%%

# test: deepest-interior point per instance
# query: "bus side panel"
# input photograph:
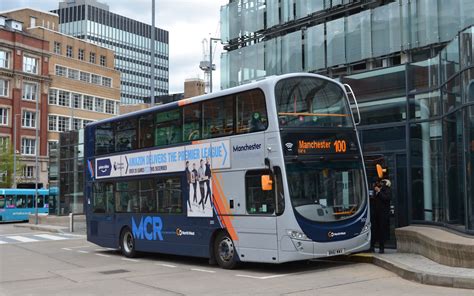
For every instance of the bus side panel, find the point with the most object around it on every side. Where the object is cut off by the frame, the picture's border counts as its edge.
(169, 234)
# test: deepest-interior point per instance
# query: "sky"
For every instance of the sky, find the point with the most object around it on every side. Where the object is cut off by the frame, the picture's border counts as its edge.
(187, 21)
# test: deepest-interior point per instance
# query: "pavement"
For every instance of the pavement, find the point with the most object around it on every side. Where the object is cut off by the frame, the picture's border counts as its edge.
(409, 266)
(417, 268)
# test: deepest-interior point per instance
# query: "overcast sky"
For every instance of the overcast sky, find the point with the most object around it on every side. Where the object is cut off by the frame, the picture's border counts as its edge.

%%

[Exercise prompt]: Give the data above again in full and unchanged, skipping the pictures.

[Worked solution]:
# test: deepest-interior point per instance
# query: "bus side panel"
# input photograph:
For every instance of the bus side panel, find the point with the most object around it on every side. Where the object is cut off by the frame, the picture's border counts as its edge.
(169, 234)
# test: deepest-interior point per instance
# query: "sky"
For every instance of the sky, find the point with the most object around it on every side. Where the object is cut off by the frame, the picture's border counts as its edge.
(187, 21)
# test: deepest-interior point per instance
# query: "pavement"
For every instance of the pavement, find the point with the most object around it on every side. Where the object is cut off by the frame, the picture's border counts as its edge.
(409, 266)
(417, 268)
# test: deepest-interior point per instance
# query: "overcast sky"
For every instance of the overcast sky, find the point with the most object around it on every side. Where the object is cut off by the frame, the picture's border counts as its edge.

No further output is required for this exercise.